**Data for analysis:**

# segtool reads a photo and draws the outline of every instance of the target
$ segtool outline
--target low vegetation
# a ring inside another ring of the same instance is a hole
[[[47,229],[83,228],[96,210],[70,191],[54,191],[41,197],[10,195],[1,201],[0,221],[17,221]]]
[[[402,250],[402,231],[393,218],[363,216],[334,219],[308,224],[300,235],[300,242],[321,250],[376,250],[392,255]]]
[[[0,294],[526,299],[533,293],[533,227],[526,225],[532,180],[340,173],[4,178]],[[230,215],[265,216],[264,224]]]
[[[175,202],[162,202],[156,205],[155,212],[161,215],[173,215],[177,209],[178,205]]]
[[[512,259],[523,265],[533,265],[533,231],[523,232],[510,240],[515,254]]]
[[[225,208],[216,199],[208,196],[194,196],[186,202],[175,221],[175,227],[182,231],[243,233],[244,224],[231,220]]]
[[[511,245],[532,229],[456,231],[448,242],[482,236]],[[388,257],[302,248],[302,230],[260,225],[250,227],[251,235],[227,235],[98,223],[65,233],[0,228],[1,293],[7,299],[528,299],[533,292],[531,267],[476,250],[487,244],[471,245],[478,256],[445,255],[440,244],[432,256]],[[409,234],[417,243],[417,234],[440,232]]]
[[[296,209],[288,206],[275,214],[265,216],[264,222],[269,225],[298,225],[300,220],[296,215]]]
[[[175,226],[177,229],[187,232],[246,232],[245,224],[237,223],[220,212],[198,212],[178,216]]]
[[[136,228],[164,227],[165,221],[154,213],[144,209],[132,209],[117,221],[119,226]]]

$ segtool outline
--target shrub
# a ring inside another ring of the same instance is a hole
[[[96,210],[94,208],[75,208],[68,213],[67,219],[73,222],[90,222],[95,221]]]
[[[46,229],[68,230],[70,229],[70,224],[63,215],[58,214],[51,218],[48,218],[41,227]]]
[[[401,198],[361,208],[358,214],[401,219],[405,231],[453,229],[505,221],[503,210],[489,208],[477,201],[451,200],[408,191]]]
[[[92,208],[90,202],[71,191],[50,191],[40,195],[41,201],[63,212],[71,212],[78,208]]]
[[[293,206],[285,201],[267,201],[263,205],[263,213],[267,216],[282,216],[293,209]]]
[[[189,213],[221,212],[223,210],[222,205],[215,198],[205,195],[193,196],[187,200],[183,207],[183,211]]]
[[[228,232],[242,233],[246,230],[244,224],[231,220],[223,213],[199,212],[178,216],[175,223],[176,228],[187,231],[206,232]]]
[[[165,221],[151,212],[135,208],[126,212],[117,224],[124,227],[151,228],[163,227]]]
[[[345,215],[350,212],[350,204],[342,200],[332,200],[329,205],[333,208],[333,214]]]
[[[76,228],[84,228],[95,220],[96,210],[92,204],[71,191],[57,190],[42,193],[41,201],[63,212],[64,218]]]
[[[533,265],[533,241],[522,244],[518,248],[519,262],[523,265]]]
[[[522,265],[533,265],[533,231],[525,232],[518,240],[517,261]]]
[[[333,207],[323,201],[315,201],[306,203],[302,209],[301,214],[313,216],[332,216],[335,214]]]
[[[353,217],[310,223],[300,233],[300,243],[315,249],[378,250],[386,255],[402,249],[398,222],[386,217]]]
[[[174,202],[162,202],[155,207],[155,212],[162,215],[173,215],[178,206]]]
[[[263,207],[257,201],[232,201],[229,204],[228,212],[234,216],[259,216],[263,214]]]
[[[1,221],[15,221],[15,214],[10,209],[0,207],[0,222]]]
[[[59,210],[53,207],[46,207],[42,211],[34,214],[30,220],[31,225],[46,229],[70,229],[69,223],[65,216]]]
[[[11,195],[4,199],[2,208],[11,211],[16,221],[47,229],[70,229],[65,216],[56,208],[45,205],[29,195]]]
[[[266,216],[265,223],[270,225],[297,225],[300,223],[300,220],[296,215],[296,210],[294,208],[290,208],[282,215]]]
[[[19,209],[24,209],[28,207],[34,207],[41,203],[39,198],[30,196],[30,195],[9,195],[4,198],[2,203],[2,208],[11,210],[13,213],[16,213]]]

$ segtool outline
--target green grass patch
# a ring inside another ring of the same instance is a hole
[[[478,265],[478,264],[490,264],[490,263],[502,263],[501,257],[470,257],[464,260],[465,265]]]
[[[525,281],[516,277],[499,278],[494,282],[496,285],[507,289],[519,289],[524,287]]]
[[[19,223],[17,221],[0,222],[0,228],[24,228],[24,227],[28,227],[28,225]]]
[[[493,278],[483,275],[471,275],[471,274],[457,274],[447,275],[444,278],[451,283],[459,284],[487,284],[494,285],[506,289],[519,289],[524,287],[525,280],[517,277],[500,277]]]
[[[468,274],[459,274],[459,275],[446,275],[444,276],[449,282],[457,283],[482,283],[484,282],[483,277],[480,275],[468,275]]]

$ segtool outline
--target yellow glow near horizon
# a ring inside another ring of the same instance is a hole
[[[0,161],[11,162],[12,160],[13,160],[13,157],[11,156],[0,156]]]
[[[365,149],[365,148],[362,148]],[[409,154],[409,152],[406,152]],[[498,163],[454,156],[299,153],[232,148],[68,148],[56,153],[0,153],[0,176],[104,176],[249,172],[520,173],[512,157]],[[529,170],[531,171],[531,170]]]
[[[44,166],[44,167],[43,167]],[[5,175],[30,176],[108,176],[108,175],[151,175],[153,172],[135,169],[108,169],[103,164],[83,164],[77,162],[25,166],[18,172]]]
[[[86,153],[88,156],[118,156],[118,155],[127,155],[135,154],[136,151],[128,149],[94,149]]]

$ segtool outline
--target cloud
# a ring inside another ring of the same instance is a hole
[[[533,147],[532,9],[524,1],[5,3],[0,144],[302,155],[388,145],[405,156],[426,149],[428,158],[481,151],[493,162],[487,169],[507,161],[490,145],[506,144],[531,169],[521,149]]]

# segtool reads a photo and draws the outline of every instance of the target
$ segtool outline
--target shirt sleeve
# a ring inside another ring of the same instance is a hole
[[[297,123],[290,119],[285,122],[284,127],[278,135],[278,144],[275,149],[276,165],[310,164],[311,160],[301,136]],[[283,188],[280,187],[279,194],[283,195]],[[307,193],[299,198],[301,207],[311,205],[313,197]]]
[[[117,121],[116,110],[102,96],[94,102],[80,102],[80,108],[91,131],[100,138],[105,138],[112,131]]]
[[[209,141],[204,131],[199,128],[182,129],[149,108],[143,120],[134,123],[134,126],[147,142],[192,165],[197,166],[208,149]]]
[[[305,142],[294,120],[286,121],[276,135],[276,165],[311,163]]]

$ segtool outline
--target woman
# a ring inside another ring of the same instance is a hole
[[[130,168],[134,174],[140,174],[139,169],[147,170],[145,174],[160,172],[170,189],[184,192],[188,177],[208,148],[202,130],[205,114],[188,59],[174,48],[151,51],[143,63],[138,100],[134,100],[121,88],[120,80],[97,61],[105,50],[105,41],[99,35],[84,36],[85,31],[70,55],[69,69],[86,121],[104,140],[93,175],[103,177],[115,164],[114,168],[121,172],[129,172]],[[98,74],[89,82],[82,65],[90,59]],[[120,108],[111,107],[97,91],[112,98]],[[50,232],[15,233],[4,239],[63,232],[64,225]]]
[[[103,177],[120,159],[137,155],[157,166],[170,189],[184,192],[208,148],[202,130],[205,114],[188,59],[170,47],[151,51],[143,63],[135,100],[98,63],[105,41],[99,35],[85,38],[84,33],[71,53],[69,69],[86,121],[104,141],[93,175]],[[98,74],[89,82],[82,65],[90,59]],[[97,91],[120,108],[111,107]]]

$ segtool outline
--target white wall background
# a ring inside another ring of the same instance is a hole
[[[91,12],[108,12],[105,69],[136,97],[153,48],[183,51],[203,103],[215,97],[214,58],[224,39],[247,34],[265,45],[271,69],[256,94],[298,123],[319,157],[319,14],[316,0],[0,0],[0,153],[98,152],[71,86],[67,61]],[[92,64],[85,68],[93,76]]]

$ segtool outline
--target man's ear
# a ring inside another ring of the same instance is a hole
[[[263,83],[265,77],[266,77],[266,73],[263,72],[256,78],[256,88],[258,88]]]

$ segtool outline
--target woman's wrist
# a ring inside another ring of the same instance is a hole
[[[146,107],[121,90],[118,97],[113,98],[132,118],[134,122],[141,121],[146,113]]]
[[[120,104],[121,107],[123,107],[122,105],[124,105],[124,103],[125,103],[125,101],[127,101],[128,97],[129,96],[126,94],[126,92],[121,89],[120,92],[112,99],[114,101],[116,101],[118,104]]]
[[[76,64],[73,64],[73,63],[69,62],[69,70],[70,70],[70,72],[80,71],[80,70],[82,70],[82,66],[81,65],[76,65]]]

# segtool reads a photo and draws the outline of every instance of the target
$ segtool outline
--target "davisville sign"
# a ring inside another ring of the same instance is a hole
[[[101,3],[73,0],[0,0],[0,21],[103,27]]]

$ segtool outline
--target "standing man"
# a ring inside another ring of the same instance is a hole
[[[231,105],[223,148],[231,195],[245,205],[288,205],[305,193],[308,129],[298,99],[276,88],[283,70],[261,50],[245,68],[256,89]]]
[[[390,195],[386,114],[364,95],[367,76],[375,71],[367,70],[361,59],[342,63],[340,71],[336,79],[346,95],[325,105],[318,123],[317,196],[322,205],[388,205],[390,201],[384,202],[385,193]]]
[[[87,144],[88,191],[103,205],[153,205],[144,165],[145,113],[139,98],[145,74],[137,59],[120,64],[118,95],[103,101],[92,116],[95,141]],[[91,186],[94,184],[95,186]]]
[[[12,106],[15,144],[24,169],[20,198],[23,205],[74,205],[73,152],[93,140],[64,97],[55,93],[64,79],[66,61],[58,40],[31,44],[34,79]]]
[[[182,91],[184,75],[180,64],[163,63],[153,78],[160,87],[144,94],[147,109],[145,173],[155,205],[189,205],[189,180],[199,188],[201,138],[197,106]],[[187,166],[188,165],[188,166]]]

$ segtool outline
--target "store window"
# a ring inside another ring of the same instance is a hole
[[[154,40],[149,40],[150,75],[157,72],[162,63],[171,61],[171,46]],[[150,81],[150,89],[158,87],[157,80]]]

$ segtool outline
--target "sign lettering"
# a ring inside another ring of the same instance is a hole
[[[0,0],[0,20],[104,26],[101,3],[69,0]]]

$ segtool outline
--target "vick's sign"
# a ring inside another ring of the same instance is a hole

**Exercise brief:** Only lines containing the word "sign" should appear in the answer, and every such line from the records above must be there.

**Task answer:**
--target "davisville sign"
--target "sign lettering"
--target "vick's sign"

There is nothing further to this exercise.